◆ EXERCISE OBJECTIVE ◆
An exact reproduction of the entries is needed. Keep all pictures out of it.

◆ DATA FOR ANALYSIS ◆
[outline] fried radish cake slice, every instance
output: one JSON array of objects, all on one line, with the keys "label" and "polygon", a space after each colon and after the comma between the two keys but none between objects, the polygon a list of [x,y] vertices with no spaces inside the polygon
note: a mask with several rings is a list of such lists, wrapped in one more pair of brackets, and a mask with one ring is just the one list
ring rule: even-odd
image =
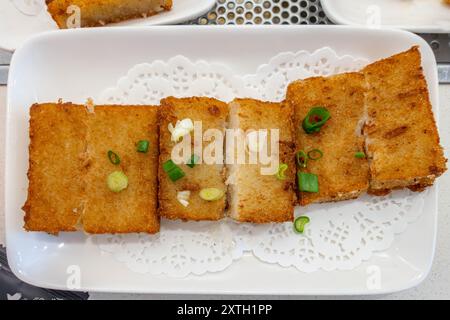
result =
[{"label": "fried radish cake slice", "polygon": [[47,10],[60,29],[102,26],[155,15],[172,8],[172,0],[47,0]]},{"label": "fried radish cake slice", "polygon": [[[306,167],[297,173],[301,205],[353,199],[367,190],[368,162],[360,157],[364,152],[364,92],[360,73],[314,77],[289,85],[287,103],[295,113],[296,152],[306,158],[311,152],[315,159],[307,159]],[[316,120],[312,119],[315,107],[326,108],[331,117],[320,131],[308,134],[303,122],[305,118]]]},{"label": "fried radish cake slice", "polygon": [[[223,137],[227,118],[228,105],[216,99],[169,97],[161,101],[159,119],[161,217],[197,221],[223,218],[227,189],[223,164]],[[195,122],[201,123],[201,128],[197,126],[198,132],[194,137],[192,126]],[[210,129],[220,133],[222,138],[207,138],[205,134],[211,132]],[[208,139],[210,141],[207,141]],[[173,159],[172,151],[176,145],[183,142],[192,148],[186,150],[185,154],[180,156],[182,159],[177,161]],[[208,146],[213,142],[216,142],[218,147],[217,150],[215,148],[212,150],[217,152],[208,152],[211,150]],[[217,161],[206,159],[205,155],[217,156]]]},{"label": "fried radish cake slice", "polygon": [[[252,223],[292,221],[296,202],[292,107],[253,99],[235,99],[229,104],[229,109],[229,128],[242,130],[243,139],[248,143],[244,150],[239,151],[237,140],[233,146],[227,141],[227,156],[232,151],[229,148],[234,147],[233,154],[230,154],[234,161],[227,161],[230,217]],[[267,138],[264,138],[264,132],[267,132]],[[259,139],[260,134],[262,139]],[[274,134],[277,138],[272,140]],[[250,145],[252,143],[254,146]],[[263,144],[267,145],[267,150],[263,149]],[[238,161],[238,152],[245,156],[245,163]],[[262,168],[269,169],[270,164],[260,157],[260,152],[276,160],[276,173],[280,166],[285,168],[278,177],[270,170],[262,171]],[[250,161],[250,153],[257,156],[257,161]]]},{"label": "fried radish cake slice", "polygon": [[370,193],[412,190],[446,171],[418,47],[367,66]]},{"label": "fried radish cake slice", "polygon": [[87,233],[157,233],[158,108],[95,106],[88,114]]},{"label": "fried radish cake slice", "polygon": [[31,107],[25,230],[77,231],[85,199],[86,116],[83,106],[71,103]]}]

◆ SOLUTION BELOW ◆
[outline] fried radish cake slice, every instance
output: one JSON array of objects, all on one line, with the keys "label" and "polygon", a space after each colon and after the comma between the two keys but none between objects, the polygon a list of [x,y] vertices with no spaces inside the polygon
note: a mask with several rings is a list of such lists, wrapped in one more pair of brackets, and a mask with one ring is just the one list
ring rule: even-odd
image =
result =
[{"label": "fried radish cake slice", "polygon": [[47,10],[60,29],[102,26],[155,15],[172,8],[172,0],[47,0]]},{"label": "fried radish cake slice", "polygon": [[[306,167],[297,173],[301,205],[353,199],[367,190],[368,162],[360,157],[364,152],[364,92],[360,73],[314,77],[289,85],[287,103],[295,113],[296,152],[306,158],[311,152],[315,159],[307,159]],[[316,120],[312,119],[315,107],[326,108],[331,117],[320,131],[308,134],[303,122],[305,118]]]},{"label": "fried radish cake slice", "polygon": [[[223,137],[227,118],[228,105],[216,99],[169,97],[161,101],[159,119],[161,217],[197,221],[223,218],[227,189],[223,164]],[[195,122],[201,123],[201,128],[197,126],[198,132],[194,137],[192,126]],[[210,129],[220,133],[222,138],[207,138],[205,134],[211,132]],[[208,139],[210,141],[207,141]],[[173,159],[172,151],[176,145],[183,142],[192,148],[186,150],[185,154],[180,156],[182,159],[177,161]],[[208,146],[213,142],[216,142],[218,147],[217,150],[215,148],[212,150],[217,152],[208,152],[211,150]],[[217,161],[206,159],[205,155],[217,156]]]},{"label": "fried radish cake slice", "polygon": [[[252,223],[292,221],[296,202],[292,107],[253,99],[235,99],[229,104],[229,109],[229,128],[242,130],[243,139],[248,143],[244,150],[239,151],[237,140],[233,146],[227,141],[227,156],[232,151],[229,148],[234,147],[233,154],[230,154],[234,161],[227,161],[230,217]],[[267,138],[264,138],[264,132],[267,132]],[[259,139],[260,134],[262,139]],[[274,134],[277,138],[272,140]],[[250,145],[252,143],[254,146]],[[263,144],[267,145],[267,150],[263,149]],[[238,161],[238,152],[245,156],[245,163]],[[262,168],[269,169],[270,164],[260,157],[260,152],[276,160],[276,173],[280,166],[285,168],[278,177],[270,170],[262,171]],[[250,161],[250,153],[257,156],[257,161]]]},{"label": "fried radish cake slice", "polygon": [[370,193],[412,190],[446,171],[418,47],[367,66]]},{"label": "fried radish cake slice", "polygon": [[87,233],[157,233],[158,108],[95,106],[88,114]]},{"label": "fried radish cake slice", "polygon": [[31,107],[25,230],[77,231],[85,199],[86,116],[83,106],[71,103]]}]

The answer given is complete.